| Instruções |
- 1) No depoimento sobre maternidade, depois de quanto tempo a primeira filha passou a tomar mamadeira?
- 2) Transcreva do depoimento sobre maternidade o trecho entre "R – É. Quando" e "aumentando, fui aumentando...", incluindo esses dois pontos.
- 3) Dê continuidade ao depoimento sobre maternidade a partir do ponto em que ele termina.

R – É, então... A minha perna afinou, tudo afinou.
P/1 – E como foi se tornar mãe?
R – Ah! Foi uma coisa assim natural, não é? Sei lá, eu vivi com o meu irmão, o dia que eu mudei, a minha cunhada estava chegando com a minha sobrinha, então eu vi como ela cuidava. Eu adoro cuidar de nenê. Eu teria tido mais filhos só para esta fase, não é? E com aquela influência da minha cunhada, com mania de limpeza. O que eu tive de problema foi amamentação. Porque eu não tinha busto e aí o meu busto ficava desse tamanho e eu não tinha bico. A minha filha, na mamada da madrugada, ela mamava sangue. Era um horror, um horror aquilo. Eu fiquei até com alergia, porque eu passava pomada, formava isso, fazia aquilo, fazia aquilo outro, não sei o quê… E nada, não é? Aí então eu falei com o meu irmão, que era o pediatra, e ele suspendeu - ela passou a tomar mamadeira depois de um mês. E eu enfaixei. Quando eu fui tomar banho, o meu bico estava pendurado assim. Porque aí eu já tinha diminuído um pouco, não é? Então, não foi uma experiência boa. Aí, quando eu esperei o segundo eu fiz toda uma preparação, fazendo massagem com uma pomada, não sei o quê… Só que eu cheguei da Maternidade, eu tive quarenta de febre. Aí fui falar com o médico, eu acho que tive alguma alergia de alguma coisa que deram no hospital. Aí, não amamentei porque eu estava com quarenta de febre. No terceiro, eu falei: “Sabe de uma coisa? Já vai com a mamadeira e pronto”. Mas eu desinfetava aquilo, como minha cunhada tinha ensinado. Então os meus amigos, que não eram do ballet, mexiam comigo porque era tudo desinfetado, tudo assim… Muito engraçada essa história, mas foi assim.
P/1 – E aí, você logo começou a dar aula?
R – É. Quando o meu último filho, aquele com quem eu dancei, fez um ano, eu comecei a dar uma aula na semana com as condições que eu pedi para essa minha amiga: “Você esteja lá porque qualquer coisa, eu sei que você está aí se eu tiver que voltar”. E eu fui aumentando, fui aumentando...

| Dados fornecidos |
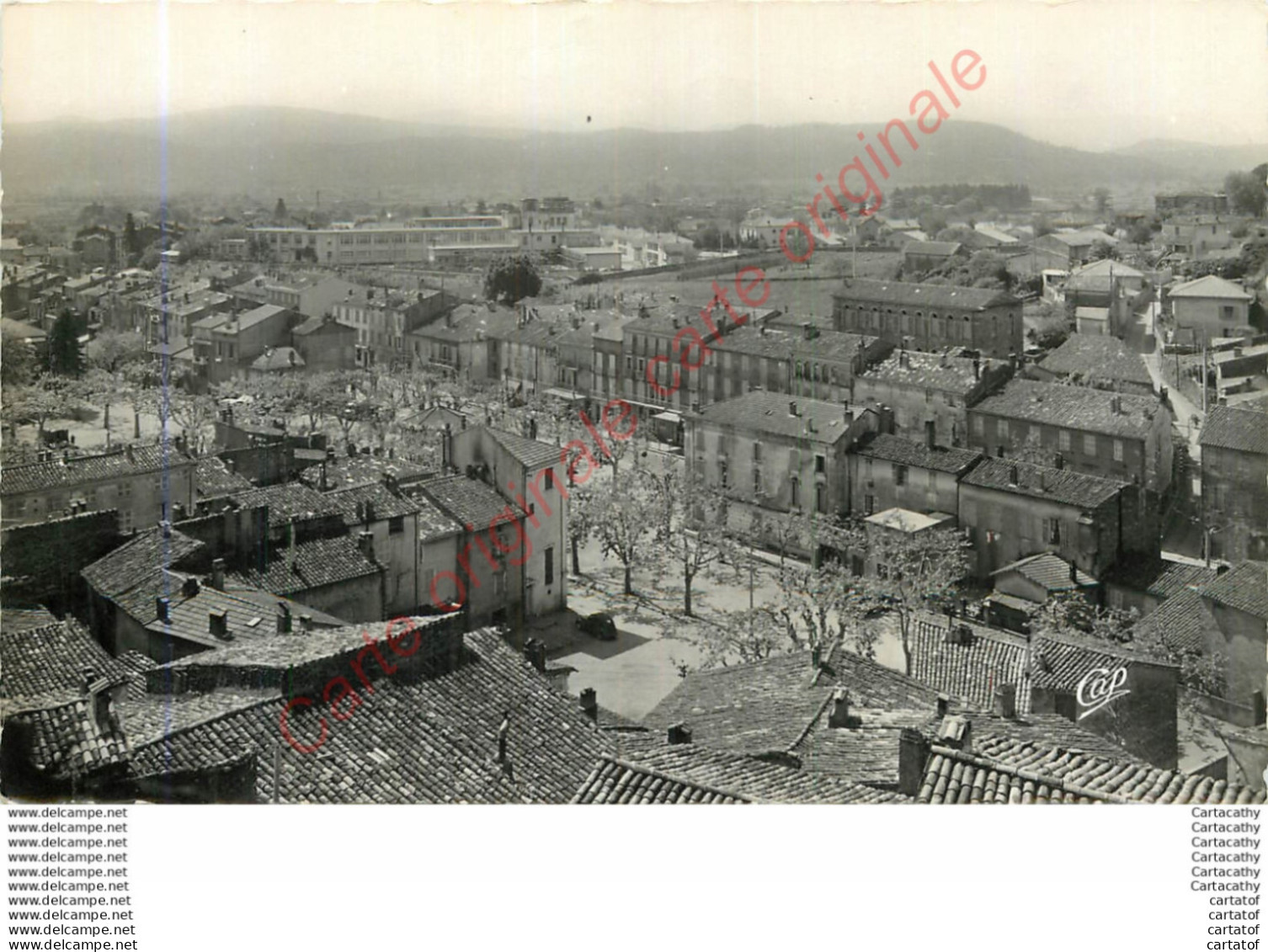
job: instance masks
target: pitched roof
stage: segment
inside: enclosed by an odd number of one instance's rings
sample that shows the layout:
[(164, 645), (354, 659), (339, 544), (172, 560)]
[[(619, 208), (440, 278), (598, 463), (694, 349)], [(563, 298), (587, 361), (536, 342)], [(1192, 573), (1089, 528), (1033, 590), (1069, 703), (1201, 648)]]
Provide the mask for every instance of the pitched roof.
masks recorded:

---

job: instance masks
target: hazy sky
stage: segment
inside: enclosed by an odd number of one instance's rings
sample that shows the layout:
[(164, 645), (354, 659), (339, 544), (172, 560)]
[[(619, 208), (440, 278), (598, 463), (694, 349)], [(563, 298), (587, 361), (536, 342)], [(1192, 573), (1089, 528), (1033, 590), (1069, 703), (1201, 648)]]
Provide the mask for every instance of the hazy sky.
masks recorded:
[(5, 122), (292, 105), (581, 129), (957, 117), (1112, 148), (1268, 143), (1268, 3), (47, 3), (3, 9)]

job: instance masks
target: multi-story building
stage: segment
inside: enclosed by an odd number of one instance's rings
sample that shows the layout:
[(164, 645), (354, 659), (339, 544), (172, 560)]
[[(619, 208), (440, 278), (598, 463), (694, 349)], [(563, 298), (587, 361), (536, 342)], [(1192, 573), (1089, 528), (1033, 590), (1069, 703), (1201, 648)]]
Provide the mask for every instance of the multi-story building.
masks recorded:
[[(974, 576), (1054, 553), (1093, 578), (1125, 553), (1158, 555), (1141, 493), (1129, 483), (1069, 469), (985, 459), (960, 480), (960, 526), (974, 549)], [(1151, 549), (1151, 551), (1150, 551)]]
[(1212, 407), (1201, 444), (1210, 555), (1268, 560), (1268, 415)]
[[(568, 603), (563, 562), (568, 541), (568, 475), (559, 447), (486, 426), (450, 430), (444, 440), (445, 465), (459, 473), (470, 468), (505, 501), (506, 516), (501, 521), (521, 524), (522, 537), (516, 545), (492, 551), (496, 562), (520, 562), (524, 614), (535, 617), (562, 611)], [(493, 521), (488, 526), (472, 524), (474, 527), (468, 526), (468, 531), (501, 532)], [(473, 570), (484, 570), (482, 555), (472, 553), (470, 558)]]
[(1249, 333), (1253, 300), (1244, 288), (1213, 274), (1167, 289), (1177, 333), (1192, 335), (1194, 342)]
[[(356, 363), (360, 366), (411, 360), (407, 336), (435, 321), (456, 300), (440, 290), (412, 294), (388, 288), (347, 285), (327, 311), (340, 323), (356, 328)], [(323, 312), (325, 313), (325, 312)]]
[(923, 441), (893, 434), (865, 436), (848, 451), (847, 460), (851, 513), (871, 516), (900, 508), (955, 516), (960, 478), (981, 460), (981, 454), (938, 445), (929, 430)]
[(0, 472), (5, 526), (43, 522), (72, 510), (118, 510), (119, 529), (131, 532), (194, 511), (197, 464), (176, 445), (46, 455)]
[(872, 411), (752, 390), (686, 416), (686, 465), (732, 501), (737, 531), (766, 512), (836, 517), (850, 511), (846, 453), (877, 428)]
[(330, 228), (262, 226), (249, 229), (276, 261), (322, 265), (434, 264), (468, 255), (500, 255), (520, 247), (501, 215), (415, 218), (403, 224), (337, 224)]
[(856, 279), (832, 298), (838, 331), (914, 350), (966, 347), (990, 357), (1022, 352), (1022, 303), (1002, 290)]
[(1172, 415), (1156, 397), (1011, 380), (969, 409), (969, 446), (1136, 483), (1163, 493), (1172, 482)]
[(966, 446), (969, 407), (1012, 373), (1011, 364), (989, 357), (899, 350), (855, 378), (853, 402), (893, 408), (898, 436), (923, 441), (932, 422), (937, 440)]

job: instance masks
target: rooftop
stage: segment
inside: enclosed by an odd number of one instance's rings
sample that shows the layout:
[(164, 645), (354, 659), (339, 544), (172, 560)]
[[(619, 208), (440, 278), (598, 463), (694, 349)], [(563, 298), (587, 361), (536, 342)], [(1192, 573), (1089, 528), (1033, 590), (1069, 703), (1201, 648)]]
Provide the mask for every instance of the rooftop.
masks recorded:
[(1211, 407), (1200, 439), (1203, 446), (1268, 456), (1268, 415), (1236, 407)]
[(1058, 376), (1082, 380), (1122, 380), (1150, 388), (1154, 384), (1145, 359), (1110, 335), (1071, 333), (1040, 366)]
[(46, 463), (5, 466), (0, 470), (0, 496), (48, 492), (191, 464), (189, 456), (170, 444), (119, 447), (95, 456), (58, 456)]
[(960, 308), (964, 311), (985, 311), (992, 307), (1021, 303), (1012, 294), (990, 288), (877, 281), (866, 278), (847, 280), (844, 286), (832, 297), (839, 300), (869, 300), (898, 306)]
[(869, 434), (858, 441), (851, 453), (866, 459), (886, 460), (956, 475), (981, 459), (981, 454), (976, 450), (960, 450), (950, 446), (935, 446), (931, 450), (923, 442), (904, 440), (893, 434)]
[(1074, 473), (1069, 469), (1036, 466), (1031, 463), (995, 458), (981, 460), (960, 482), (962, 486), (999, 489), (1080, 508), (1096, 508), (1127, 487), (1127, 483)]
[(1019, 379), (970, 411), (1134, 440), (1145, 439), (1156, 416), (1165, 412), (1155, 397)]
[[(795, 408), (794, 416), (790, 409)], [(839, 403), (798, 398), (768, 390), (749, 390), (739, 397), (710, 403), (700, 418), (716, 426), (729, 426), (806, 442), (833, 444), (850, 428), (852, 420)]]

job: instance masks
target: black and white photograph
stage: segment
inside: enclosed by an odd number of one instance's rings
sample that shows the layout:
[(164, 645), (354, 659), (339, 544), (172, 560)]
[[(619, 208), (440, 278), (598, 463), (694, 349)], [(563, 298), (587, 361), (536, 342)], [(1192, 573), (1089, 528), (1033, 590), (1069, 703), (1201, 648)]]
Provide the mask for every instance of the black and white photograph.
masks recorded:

| Respostas em ordem |
- 1) Depois de um mês.

- 2)
R – É. Quando o meu último filho, aquele com quem eu dancei, fez um ano, eu comecei a dar uma aula na semana com as condições que eu pedi para essa minha amiga: “Você esteja lá porque qualquer coisa, eu sei que você está aí se eu tiver que voltar”. E eu fui aumentando, fui aumentando...

- 3)
P/1 – E você gostava?
R – De dar aula? Tive essa grande felicidade, porque nem todo bailarino gosta. Mas na verdade, antes de receber esse convite, eu tive muita sorte de estudar e de passar por tudo que houve de melhor aqui em São Paulo. Tudo de melhor. Então, eu aprendi muito e eu pensava: ‘Ficar só comigo? Eu tenho que passar o que eu aprendi para os outros’. Eu comecei a minha carreira como uma missão, realmente, de passar tudo, porque nem todos tiveram a mesma sorte, não é? De passar tudo que eu aprendi. E com isso, eu fui fazendo, inclusive, cursos para me atualizar e tal, estou sempre querendo aprender coisas novas. Eu estive o ano passado visitando a minha filha, que mora na Europa, nós fomos a Milão e o trabalho dela me dá acesso ao Bolshoi, ela é amicíssima… Com possibilidade até de eu dar aula lá, se eu quisesse, assistir qualquer aula que eu queira, na Ópera de Paris, na Scala de Milão... Eu estive em Milão, então entrei na Scala de Milão, assisti às aulas que eu quis, livre acesso, por conta da abertura que ela tem com isso. E aí, trouxe já algumas novidades. Mas o bom é que eu vi a escola para formar para a Companhia, não é? A escola oficial. E eu não me senti nem melhor e nem pior, sabe? Eu achei assim... Que eu vi novidades, mas que eu também poderia trazer novidades por coisas que eu vi de correções, como o jeito de fazer a correção, tal, coisas assim eu também poderia contribuir. Então, foi legal, sabe, esse posicionamento que eu sempre tive, como bailarina, apesar de não ter ido para fora. Mas receber os de fora, sempre tive essa coisa assim.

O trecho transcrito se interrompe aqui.